→ **Source material**:
------------------------------------

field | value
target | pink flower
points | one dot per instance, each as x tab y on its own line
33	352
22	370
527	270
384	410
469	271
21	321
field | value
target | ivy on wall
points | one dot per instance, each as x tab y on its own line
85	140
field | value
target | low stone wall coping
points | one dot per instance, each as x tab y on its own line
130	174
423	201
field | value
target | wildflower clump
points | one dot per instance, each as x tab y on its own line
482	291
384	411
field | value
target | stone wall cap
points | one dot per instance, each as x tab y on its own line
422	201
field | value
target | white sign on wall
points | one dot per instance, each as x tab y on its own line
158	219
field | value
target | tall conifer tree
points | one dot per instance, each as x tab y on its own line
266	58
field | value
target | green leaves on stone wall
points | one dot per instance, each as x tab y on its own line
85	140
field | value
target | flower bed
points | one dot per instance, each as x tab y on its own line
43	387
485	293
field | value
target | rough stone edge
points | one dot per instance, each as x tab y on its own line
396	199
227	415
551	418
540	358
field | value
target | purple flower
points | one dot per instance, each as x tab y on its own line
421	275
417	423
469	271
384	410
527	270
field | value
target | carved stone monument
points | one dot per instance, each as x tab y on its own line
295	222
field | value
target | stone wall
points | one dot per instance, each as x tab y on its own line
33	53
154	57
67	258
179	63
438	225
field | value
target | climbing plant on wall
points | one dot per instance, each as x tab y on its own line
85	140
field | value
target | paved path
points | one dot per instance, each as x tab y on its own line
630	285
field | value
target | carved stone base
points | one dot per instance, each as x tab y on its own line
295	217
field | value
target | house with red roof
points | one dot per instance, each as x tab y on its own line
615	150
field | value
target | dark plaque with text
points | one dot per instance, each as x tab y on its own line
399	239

------------------------------------

Each record is to be retyped exactly as it appears.

field | value
target | pink flower
points | one dot per instance, each as x tab y on its own line
33	352
22	370
527	270
384	410
469	271
21	321
field | value
target | ivy on wall
points | one dot per instance, each as x tab y on its own line
85	140
field | value
target | low stone wall coping
points | one dot per instance, each as x tab y on its own line
130	174
423	201
field | value
target | wildflower clump
points | one dot per instance, each as x tab y on its own line
482	291
384	411
field | value
target | stone wall cap
points | one dot per instance, each as x tab y on its own line
422	201
field | value
target | white sign on wall
points | one dot per instance, each as x tab y on its own line
158	219
field | value
target | tall conifer tree
points | one dot per instance, each as x tab y on its own line
266	58
field | value
target | green leaves on stone wall
points | one dot per instance, each as x tab y on its own line
85	140
field | value
target | flower bed
points | one dot per instance, each as x tab y on its own line
43	387
485	293
field | value
target | rough stone edge
points | one dot per instance, each as x tab y on its own line
396	199
227	415
551	418
540	358
field | value
target | purple flower
points | one dot per instance, each as x tab y on its own line
421	275
417	423
469	271
384	410
527	270
field | value
target | carved stone monument
points | one dot per instance, each as x tab y on its own line
295	222
field | value
target | stone wall
points | one dot per instance, each as x tab y on its own line
33	53
154	57
67	258
179	63
438	225
field | value
target | climbing plant on wall
points | one dot per instance, each as x tab y on its own line
85	140
field | value
target | paved path
points | one dot per instance, each as x tab y on its own line
630	285
field | value
target | carved stone base
points | one dot per instance, each as x tab y on its own line
295	217
field | value
target | house with red roof
points | one dot per instance, each as x tab y on its own line
615	150
field | value
target | dark plaque with text
points | one dot per instance, each as x tab y on its own line
399	239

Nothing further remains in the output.